From: Johannes Weiner <hannes@saeurebad.de>
To: Andi Kleen <andi@firstfloor.org>
Cc: linux-kernel@vger.kernel.org, linux-mm@kvack.org
Subject: Re: [PATCH] [6/13] Core maskable allocator
Date: Fri, 07 Mar 2008 11:53:30 +0100 [thread overview]
Message-ID: <871w6m955h.fsf@saeurebad.de> (raw)
In-Reply-To: <20080307090716.9D3E91B419C@basil.firstfloor.org> (Andi Kleen's message of "Fri, 7 Mar 2008 10:07:16 +0100 (CET)")
Hi Andi,
Andi Kleen <andi@firstfloor.org> writes:
> Index: linux/mm/mask-alloc.c
> ===================================================================
> --- /dev/null
> +++ linux/mm/mask-alloc.c
> @@ -0,0 +1,504 @@
> +/*
> + * Generic management of low memory zone to allocate memory with a address mask.
> + *
> + * The maskable pool is reserved inside another zone, but managed by a
> + * specialized bitmap allocator. The allocator is not O(1) (searches
> + * the bitmap with a last use hint) but should be fast enough for
> + * normal purposes. The advantage of the allocator is that it can
> + * allocate based on a mask.

### Coordinate annotation entries
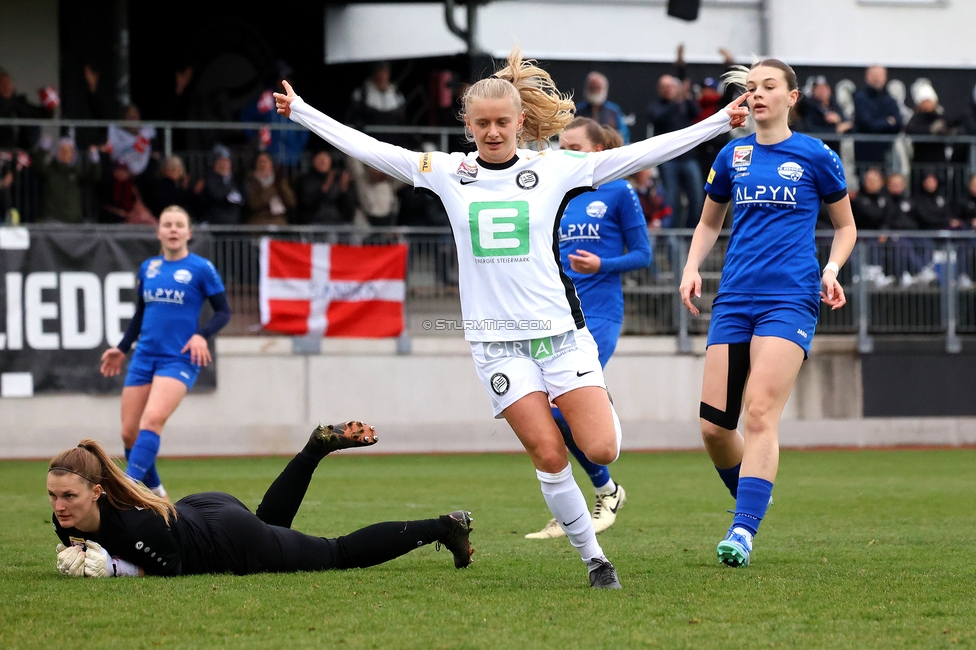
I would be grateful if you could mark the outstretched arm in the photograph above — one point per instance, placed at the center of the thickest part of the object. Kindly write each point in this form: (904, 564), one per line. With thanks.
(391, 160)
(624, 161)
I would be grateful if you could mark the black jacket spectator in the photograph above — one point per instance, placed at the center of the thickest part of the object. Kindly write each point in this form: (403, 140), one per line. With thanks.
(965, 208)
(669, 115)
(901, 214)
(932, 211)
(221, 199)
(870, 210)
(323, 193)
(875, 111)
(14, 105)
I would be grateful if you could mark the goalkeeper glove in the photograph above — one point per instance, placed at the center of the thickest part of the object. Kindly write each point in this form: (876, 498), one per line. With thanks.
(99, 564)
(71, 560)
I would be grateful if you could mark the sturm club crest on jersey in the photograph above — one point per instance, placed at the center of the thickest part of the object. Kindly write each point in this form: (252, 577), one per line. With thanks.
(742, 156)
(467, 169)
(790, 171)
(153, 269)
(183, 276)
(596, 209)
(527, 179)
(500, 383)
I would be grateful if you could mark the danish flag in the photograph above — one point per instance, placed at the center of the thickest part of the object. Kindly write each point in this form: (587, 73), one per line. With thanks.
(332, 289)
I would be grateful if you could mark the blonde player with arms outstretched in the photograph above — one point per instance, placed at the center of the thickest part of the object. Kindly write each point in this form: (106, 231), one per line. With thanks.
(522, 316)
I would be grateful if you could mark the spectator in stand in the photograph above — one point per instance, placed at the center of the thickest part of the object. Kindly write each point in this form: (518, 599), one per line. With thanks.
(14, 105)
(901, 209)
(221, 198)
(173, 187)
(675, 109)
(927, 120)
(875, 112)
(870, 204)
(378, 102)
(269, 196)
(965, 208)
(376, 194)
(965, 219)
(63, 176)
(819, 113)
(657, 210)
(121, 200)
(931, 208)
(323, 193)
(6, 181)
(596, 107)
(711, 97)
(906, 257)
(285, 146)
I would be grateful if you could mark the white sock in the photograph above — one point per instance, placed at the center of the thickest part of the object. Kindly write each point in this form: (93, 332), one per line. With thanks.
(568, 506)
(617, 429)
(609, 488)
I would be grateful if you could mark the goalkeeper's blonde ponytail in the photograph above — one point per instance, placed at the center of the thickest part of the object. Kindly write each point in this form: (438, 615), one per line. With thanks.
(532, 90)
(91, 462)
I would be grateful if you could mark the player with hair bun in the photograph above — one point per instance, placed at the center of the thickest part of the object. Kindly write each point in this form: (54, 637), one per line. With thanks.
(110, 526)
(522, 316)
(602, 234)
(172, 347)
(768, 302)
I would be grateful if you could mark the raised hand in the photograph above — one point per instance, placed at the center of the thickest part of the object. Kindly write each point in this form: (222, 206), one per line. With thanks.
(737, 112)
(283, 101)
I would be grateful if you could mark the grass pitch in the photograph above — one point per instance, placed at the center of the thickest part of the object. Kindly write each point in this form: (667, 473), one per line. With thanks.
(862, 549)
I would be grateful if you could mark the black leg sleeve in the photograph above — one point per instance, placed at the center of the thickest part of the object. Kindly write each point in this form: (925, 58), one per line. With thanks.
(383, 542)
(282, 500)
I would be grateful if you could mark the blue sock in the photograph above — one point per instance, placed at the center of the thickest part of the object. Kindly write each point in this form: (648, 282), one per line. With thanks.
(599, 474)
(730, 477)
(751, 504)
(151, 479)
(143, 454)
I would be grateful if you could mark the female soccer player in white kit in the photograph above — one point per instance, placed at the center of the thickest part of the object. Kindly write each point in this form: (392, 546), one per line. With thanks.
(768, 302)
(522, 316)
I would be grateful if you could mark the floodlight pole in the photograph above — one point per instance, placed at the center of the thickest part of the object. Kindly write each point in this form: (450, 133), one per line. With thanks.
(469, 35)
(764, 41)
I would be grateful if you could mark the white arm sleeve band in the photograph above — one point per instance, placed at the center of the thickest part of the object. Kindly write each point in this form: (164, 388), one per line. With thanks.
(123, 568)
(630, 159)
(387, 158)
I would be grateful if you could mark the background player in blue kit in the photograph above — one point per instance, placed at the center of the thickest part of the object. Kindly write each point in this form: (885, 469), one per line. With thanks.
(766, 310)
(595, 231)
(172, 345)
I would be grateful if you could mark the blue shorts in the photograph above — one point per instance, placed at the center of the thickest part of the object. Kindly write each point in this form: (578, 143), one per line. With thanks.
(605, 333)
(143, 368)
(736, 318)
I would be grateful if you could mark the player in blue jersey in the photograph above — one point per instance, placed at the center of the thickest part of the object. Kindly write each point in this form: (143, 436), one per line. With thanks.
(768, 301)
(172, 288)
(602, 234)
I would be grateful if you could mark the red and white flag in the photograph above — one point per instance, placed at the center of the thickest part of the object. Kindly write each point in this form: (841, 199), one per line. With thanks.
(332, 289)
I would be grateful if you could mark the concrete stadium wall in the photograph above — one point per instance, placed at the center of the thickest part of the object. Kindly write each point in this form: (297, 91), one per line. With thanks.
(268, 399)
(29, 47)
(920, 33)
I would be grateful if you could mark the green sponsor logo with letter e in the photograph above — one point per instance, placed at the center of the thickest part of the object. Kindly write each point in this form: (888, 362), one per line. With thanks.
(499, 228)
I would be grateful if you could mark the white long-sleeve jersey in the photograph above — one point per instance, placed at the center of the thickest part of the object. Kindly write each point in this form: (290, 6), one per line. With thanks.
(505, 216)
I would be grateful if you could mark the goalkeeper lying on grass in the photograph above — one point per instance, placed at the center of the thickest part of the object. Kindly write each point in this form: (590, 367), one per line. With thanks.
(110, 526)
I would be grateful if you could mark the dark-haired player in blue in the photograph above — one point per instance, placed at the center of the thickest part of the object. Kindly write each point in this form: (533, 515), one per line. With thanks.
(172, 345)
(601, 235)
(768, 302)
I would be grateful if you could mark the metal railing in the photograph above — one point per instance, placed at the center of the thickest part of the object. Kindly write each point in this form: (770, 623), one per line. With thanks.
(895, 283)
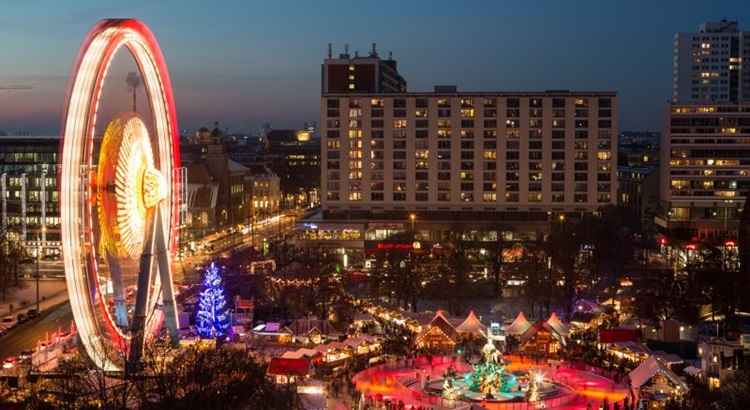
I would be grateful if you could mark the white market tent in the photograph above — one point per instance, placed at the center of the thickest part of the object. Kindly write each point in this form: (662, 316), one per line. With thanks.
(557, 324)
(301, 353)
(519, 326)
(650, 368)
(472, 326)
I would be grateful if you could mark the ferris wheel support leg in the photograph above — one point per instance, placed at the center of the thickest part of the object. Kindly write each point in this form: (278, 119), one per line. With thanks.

---

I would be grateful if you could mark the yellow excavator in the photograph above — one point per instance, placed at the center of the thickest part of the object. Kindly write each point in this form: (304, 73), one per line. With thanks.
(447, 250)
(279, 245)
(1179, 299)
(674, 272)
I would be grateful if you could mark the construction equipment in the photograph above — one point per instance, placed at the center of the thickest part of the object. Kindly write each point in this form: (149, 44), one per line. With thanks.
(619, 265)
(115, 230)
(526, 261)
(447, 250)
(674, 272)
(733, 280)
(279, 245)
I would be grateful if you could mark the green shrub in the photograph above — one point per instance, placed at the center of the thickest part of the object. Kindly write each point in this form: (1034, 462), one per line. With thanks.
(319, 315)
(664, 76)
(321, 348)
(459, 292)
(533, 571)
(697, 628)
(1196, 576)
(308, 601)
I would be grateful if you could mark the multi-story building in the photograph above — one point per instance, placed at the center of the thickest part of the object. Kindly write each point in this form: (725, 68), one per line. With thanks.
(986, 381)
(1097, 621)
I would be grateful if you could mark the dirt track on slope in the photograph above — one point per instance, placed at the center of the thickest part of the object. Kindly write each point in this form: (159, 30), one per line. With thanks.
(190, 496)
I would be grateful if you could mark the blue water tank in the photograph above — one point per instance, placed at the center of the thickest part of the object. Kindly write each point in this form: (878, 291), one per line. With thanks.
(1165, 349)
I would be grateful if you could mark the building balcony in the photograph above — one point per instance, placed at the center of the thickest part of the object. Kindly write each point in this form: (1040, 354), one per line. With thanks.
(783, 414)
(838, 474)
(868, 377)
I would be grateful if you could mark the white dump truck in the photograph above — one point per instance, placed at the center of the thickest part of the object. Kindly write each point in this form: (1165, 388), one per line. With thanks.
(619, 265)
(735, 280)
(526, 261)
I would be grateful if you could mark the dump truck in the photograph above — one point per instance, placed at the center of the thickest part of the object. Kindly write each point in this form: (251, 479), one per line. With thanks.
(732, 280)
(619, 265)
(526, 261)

### SHORT EXERCISE
According to the patch excerpt, why is the maskable allocator not O(1)? Answer in one to three sentences. The listing is not needed here.

### THE RESULT
It is not O(1) because it searches its bitmap, using a last-use hint, to find memory. The excerpt adds that it should still be fast enough for normal purposes.